• _DATA TO USE_

****************

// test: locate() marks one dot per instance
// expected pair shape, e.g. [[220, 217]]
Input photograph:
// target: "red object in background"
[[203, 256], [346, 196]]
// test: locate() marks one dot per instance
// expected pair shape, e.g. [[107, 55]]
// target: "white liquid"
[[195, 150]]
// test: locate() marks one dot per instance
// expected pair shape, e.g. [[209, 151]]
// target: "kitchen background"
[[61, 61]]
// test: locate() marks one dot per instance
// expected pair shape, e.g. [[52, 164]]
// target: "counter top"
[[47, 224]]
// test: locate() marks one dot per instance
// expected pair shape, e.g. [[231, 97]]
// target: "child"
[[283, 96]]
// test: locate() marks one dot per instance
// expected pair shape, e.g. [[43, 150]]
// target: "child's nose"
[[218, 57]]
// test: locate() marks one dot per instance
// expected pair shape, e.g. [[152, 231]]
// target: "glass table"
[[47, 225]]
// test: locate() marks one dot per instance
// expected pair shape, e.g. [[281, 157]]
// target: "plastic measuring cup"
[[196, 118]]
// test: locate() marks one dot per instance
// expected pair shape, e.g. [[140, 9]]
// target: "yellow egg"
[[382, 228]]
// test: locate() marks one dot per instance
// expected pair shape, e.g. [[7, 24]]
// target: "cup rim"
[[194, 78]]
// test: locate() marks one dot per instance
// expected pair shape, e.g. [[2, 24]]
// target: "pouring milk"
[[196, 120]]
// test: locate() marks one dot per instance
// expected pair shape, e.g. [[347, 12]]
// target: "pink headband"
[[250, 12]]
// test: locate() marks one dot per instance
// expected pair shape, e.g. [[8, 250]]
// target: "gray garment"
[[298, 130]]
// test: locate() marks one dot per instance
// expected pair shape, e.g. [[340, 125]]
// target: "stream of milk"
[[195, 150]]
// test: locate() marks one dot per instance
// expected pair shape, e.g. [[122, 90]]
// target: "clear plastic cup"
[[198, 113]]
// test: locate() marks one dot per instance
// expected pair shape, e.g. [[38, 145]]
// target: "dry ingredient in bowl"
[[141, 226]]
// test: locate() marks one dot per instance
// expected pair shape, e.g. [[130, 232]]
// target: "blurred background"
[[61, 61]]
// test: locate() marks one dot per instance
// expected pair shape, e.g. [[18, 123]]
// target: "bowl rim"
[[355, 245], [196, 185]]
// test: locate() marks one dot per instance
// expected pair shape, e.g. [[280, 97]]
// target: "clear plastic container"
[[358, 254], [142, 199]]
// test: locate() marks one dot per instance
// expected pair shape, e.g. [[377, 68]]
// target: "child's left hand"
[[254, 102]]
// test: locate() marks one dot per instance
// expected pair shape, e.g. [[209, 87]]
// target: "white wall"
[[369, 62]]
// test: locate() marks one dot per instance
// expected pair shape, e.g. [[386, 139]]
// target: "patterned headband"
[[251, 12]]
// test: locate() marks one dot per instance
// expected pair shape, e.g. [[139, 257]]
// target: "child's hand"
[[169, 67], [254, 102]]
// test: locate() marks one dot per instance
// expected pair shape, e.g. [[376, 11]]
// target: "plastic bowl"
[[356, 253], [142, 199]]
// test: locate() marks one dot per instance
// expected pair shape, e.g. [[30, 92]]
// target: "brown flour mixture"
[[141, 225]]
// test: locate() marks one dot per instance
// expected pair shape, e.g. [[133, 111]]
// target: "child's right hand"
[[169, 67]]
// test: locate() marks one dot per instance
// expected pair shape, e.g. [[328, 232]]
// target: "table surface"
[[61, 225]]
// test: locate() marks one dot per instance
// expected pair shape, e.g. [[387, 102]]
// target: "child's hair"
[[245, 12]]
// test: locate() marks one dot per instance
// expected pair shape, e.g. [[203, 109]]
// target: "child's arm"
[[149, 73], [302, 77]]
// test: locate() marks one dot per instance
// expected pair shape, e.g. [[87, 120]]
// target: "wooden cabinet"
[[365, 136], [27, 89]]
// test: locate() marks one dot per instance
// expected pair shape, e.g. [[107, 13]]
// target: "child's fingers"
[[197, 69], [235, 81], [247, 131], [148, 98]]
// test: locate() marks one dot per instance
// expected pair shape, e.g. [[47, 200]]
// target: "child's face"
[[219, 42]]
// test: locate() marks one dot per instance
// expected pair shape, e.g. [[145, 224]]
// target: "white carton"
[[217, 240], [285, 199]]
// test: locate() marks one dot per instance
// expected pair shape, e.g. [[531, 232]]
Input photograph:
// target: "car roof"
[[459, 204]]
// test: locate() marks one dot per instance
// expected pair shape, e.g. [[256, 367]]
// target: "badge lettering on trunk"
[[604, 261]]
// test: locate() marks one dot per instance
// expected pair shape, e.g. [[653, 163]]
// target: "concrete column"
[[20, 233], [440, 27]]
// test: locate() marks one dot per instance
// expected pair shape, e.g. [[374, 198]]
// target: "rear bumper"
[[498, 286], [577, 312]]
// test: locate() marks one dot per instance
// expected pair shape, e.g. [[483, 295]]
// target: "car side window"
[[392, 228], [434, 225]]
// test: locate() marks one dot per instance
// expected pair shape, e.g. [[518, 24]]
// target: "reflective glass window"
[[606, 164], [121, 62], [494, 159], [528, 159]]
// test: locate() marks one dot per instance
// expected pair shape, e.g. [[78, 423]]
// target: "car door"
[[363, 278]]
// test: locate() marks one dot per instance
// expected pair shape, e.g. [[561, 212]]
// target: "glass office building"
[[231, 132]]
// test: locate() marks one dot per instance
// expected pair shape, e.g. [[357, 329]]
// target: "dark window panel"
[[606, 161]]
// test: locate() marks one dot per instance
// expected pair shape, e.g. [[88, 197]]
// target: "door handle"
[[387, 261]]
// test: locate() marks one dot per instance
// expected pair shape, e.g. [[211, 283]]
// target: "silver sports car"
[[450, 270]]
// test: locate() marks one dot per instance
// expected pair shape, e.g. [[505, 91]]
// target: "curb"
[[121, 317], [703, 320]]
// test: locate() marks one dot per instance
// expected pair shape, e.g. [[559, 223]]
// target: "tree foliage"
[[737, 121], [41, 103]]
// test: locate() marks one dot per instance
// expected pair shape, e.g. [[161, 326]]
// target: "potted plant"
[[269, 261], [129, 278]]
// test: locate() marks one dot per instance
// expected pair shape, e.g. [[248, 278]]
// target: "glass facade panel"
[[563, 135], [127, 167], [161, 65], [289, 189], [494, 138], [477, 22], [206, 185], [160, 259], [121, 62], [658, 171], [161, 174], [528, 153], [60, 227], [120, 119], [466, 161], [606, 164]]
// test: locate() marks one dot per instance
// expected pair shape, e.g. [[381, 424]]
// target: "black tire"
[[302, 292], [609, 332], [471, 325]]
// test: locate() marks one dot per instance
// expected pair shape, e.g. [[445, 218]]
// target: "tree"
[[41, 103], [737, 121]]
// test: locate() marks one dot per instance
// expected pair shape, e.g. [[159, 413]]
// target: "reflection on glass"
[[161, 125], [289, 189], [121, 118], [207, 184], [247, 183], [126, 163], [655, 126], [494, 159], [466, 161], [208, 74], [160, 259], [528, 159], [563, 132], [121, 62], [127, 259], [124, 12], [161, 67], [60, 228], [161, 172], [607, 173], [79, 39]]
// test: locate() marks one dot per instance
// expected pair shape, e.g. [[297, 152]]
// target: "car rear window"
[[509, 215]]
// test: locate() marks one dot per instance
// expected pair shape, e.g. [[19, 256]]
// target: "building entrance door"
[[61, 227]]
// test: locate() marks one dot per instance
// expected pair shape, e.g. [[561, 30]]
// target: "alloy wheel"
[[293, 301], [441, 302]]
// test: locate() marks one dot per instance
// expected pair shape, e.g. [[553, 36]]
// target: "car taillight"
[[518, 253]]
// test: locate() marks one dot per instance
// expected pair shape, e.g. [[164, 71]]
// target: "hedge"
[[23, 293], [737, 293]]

****************

• _EXERCISE DETAILS_
Exactly reproduce all of the entries.

• _ANSWER BOX_
// test: locate() marks one dot per instance
// expected pair shape, e.g. [[220, 217]]
Input photograph:
// target: "red object in background"
[[203, 256], [346, 196]]
// test: locate() marks one dot per instance
// expected pair shape, e.g. [[107, 55]]
// target: "white liquid"
[[195, 150]]
// test: locate() marks one dot per instance
// expected pair shape, e.g. [[209, 151]]
// target: "kitchen background"
[[61, 61]]
// test: locate() marks one dot per instance
// expected pair shape, e.g. [[52, 164]]
// target: "counter top"
[[47, 224]]
// test: locate() marks one dot per instance
// expected pair shape, e.g. [[231, 97]]
// target: "child"
[[283, 96]]
// test: locate() marks one dot per instance
// expected pair shape, e.g. [[43, 150]]
// target: "child's nose"
[[218, 57]]
// test: locate() marks one dot per instance
// expected pair shape, e.g. [[152, 231]]
// target: "glass table"
[[47, 225]]
// test: locate() marks one dot per instance
// expected pair shape, e.g. [[281, 157]]
// target: "plastic measuring cup"
[[196, 118]]
// test: locate() marks one dot per instance
// expected pair shape, e.g. [[140, 9]]
// target: "yellow egg"
[[382, 228]]
// test: locate() marks one dot per instance
// expected pair shape, e.g. [[7, 24]]
// target: "cup rim"
[[194, 78]]
// test: locate() marks one dot per instance
// expected pair shape, e.g. [[2, 24]]
// target: "pouring milk"
[[196, 120]]
// test: locate() marks one dot per instance
// expected pair shape, e.g. [[347, 12]]
// target: "pink headband"
[[250, 12]]
// test: locate() marks one dot per instance
// expected pair shape, e.g. [[8, 250]]
// target: "gray garment"
[[298, 130]]
// test: locate() marks one dot per instance
// expected pair shape, e.g. [[340, 125]]
// target: "stream of milk"
[[195, 150]]
// test: locate() marks one dot per instance
// expected pair shape, e.g. [[122, 90]]
// target: "clear plastic cup"
[[198, 113]]
// test: locate() marks one dot per instance
// expected pair shape, e.g. [[38, 145]]
// target: "dry ingredient in bowl"
[[141, 226]]
// test: locate() marks one dot per instance
// expected pair shape, e.g. [[130, 232]]
// target: "blurred background"
[[61, 61]]
// test: locate() marks one dot per instance
// expected pair shape, e.g. [[18, 123]]
// target: "bowl rim"
[[355, 245], [196, 185]]
// test: locate() marks one dot per instance
// expected pair shape, e.g. [[280, 97]]
// target: "clear plastic container"
[[358, 254], [142, 199]]
// test: locate() marks one dot per instance
// expected pair shape, e.g. [[377, 68]]
// target: "child's left hand"
[[254, 102]]
// test: locate() marks one dot per instance
// expected pair shape, e.g. [[209, 87]]
// target: "white wall"
[[369, 62]]
// test: locate() marks one dot per instance
// expected pair shape, e.g. [[386, 139]]
// target: "patterned headband"
[[251, 12]]
// test: locate() marks one dot per instance
// expected pair shape, e.g. [[139, 257]]
// target: "child's hand"
[[169, 67], [254, 102]]
// test: locate() marks one dot per instance
// expected pair shape, e.g. [[376, 11]]
// target: "plastic bowl"
[[356, 253], [142, 199]]
// test: locate() marks one dot per instance
// expected pair shape, e.g. [[30, 92]]
// target: "brown flour mixture"
[[141, 225]]
// test: locate() marks one dot per instance
// expected pair shape, e.g. [[133, 111]]
// target: "child's right hand"
[[169, 67]]
// test: locate() marks one dot per instance
// expected pair shape, e.g. [[328, 232]]
// target: "table surface"
[[61, 225]]
// test: locate() marks one dot per instance
// expected pair shape, e.g. [[387, 102]]
// target: "child's hair"
[[245, 12]]
// test: locate() marks one dot per instance
// expected pair shape, e.g. [[203, 109]]
// target: "child's arm"
[[149, 73], [302, 77]]
// test: locate() marks one dot per instance
// expected pair shape, e.g. [[87, 120]]
// target: "wooden cabinet"
[[365, 136], [27, 89]]
// test: locate() marks one dot per instance
// expected pair shape, e.g. [[107, 13]]
// target: "child's fingers"
[[197, 69], [235, 81], [247, 131], [148, 98]]
// test: locate() marks one dot per instance
// expected pair shape, e.g. [[47, 200]]
// target: "child's face"
[[219, 42]]
// test: locate() marks one dot per instance
// expected pair shape, e.g. [[145, 224]]
// target: "white carton"
[[217, 240], [285, 199]]
// test: locate() marks one dot per instance
// expected pair shape, e.g. [[531, 232]]
Input photograph:
// target: "car roof"
[[459, 204]]
// test: locate() marks one dot per instance
// expected pair shape, e.g. [[256, 367]]
// target: "badge lettering on trunk"
[[604, 261]]
// test: locate() marks one dot per instance
// expected pair shape, e.g. [[653, 163]]
// target: "concrete column"
[[20, 233], [440, 27]]
// test: locate() marks one dot per instance
// expected pair shape, e.g. [[374, 198]]
// target: "rear bumper"
[[498, 286], [577, 312]]
// test: locate() marks one dot per instance
// expected pair shape, e.g. [[483, 295]]
// target: "car side window"
[[392, 228], [434, 225]]
// test: locate() marks one dot per instance
// expected pair shape, e.g. [[518, 24]]
// target: "reflective glass window"
[[606, 164], [121, 62], [494, 159], [528, 159]]
// test: locate() marks one dot per instance
// expected pair shape, e.g. [[78, 423]]
// target: "car door"
[[363, 278]]
// test: locate() marks one dot per instance
// expected pair shape, e.g. [[561, 212]]
// target: "glass office building"
[[231, 132]]
// test: locate() marks one dot per instance
// expected pair shape, e.g. [[357, 329]]
// target: "dark window panel"
[[606, 161]]
// test: locate() marks one dot per instance
// expected pair shape, e.g. [[88, 197]]
// target: "door handle"
[[387, 261]]
// test: locate() marks one dot per instance
// expected pair shape, e.g. [[211, 283]]
// target: "silver sports car"
[[450, 270]]
// test: locate() marks one dot per instance
// expected pair shape, e.g. [[505, 91]]
// target: "curb"
[[121, 317], [703, 320]]
// test: locate() marks one dot per instance
// expected pair shape, e.g. [[559, 223]]
// target: "tree foliage"
[[737, 121], [41, 103]]
// test: locate() marks one dot per instance
// expected pair shape, e.g. [[161, 326]]
// target: "potted plant"
[[269, 261], [129, 278]]
// test: locate() marks one dot per instance
// expected pair shape, e.g. [[248, 278]]
// target: "glass facade panel"
[[563, 135], [127, 167], [161, 65], [289, 189], [494, 138], [477, 22], [206, 185], [160, 259], [121, 62], [658, 171], [161, 174], [528, 153], [60, 227], [120, 119], [466, 161], [606, 164]]
// test: locate() marks one dot per instance
// expected pair shape, e.g. [[381, 424]]
// target: "black tire"
[[302, 292], [609, 332], [471, 325]]
// test: locate() marks one dot per instance
// expected pair shape, e.g. [[445, 218]]
// target: "tree"
[[41, 103], [737, 121]]
// test: locate() marks one dot per instance
// expected pair shape, e.g. [[159, 413]]
// target: "reflection on glass"
[[161, 125], [289, 189], [121, 118], [207, 184], [247, 183], [126, 163], [655, 126], [494, 159], [466, 161], [208, 74], [160, 259], [528, 159], [563, 132], [121, 62], [127, 259], [124, 12], [161, 67], [60, 228], [161, 172], [607, 173], [79, 39]]
// test: locate() marks one dot per instance
// expected pair shape, e.g. [[297, 152]]
// target: "car rear window"
[[509, 215]]
// test: locate() marks one dot per instance
// expected pair shape, e.g. [[19, 256]]
// target: "building entrance door"
[[61, 227]]
// test: locate() marks one dot per instance
// expected pair shape, e.g. [[561, 30]]
// target: "alloy wheel"
[[293, 301], [441, 302]]
// test: locate() marks one dot per instance
// expected pair shape, e.g. [[553, 36]]
// target: "car taillight"
[[518, 253]]
// test: locate() marks one dot per instance
// expected pair shape, e.g. [[164, 71]]
// target: "hedge"
[[23, 293], [737, 293]]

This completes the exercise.